(Exercise requirements) Quote the records in full and leave their pictures out.

(Data provided)
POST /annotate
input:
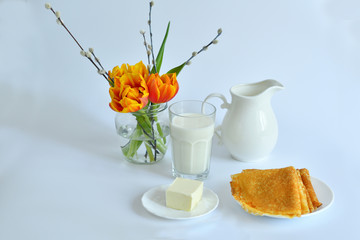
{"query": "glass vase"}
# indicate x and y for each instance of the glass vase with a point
(144, 134)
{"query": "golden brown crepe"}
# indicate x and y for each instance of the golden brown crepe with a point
(303, 196)
(271, 191)
(305, 176)
(281, 191)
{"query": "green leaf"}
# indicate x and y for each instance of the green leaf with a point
(177, 69)
(160, 55)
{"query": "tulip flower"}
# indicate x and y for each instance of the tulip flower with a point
(138, 68)
(162, 88)
(129, 94)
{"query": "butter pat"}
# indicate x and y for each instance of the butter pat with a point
(184, 194)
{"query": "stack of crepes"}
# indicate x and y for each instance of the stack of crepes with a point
(286, 192)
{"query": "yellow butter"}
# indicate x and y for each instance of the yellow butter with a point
(184, 194)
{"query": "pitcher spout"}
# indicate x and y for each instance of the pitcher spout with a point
(255, 89)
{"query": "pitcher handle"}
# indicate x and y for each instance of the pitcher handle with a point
(225, 104)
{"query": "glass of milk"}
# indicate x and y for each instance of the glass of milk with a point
(191, 129)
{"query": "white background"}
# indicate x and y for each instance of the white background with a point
(61, 176)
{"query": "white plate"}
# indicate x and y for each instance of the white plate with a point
(154, 201)
(323, 193)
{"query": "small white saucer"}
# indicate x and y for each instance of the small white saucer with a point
(154, 201)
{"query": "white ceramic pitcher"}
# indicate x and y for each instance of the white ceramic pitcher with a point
(249, 129)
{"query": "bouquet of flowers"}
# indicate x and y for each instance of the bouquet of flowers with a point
(141, 91)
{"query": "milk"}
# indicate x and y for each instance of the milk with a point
(191, 136)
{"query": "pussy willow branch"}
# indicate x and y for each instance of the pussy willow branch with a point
(214, 41)
(88, 56)
(151, 43)
(146, 48)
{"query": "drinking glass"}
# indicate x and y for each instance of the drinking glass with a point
(191, 129)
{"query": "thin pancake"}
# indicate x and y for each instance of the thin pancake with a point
(305, 176)
(303, 196)
(271, 191)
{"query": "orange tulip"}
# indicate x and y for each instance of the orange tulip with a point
(138, 68)
(130, 92)
(162, 88)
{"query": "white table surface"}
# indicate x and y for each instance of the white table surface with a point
(61, 174)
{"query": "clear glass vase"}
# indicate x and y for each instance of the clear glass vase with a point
(144, 134)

(Response)
POST /annotate
input:
{"query": "glass vase"}
# indicate x and y for each instance of the glass vase with a point
(144, 134)
{"query": "golden brown crepe"}
# indicate x and y for each instance of the golden brown crepe with a point
(303, 196)
(271, 191)
(305, 176)
(281, 191)
{"query": "green leaf"}
# indicate x and y for each instance of the green leaf with a point
(177, 69)
(160, 55)
{"query": "tulip flower"}
# indicate x and y for each instance of the tulip flower with a point
(138, 68)
(162, 88)
(129, 94)
{"query": "butter pat"}
# indicate x and y for each instance of the butter pat with a point
(184, 194)
{"query": "stack of crepes"}
# indicate x and y for each instance of the stack of crepes with a point
(286, 192)
{"query": "yellow butter"}
# indicate x and y for each instance of the yellow butter with a point
(184, 194)
{"query": "pitcher spout"}
# indicate x and y for each instance of the pitcher spout with a point
(255, 89)
{"query": "pitcher handle"}
# indicate x and y for each instance of the pitcher handle with a point
(225, 104)
{"query": "glass of milk"}
# indicate x and y for each instance of the glass of milk with a point
(191, 129)
{"query": "white background"}
# indicate x and y for each instance of the white background with a point
(61, 176)
{"query": "white plate"}
# indicate x and y for each instance of the white plate with a point
(154, 201)
(323, 193)
{"query": "small white saucer"}
# indicate x and y for each instance of the small white saucer with a point
(154, 201)
{"query": "white ceramic pitcher"}
# indicate x and y for each instance of the white ceramic pitcher with a point
(249, 129)
{"query": "bouquet of flowers"}
# indicate x and y for each instance of the bouquet of flowers with a point
(141, 91)
{"query": "milk"}
# indicate x and y for each instance of the milk with a point
(191, 136)
{"query": "pussy willow branch"}
# indicate x and y for each instance of the pussy willow branch with a point
(214, 41)
(88, 56)
(151, 43)
(146, 48)
{"query": "drinking glass"}
# indicate x and y for each instance of the drinking glass with a point
(191, 129)
{"query": "thin pancake"}
# indicate x and y for each instance of the thin pancake with a point
(305, 176)
(303, 196)
(271, 191)
{"query": "orange tulip"}
# indicate x and y for each instance of the orange tulip with a point
(138, 68)
(130, 92)
(162, 88)
{"query": "white table surface"}
# indicate x and y for each instance of the white table surface with a point
(61, 174)
{"query": "clear glass vase"}
# indicate x and y for each instance of the clear glass vase with a point
(144, 134)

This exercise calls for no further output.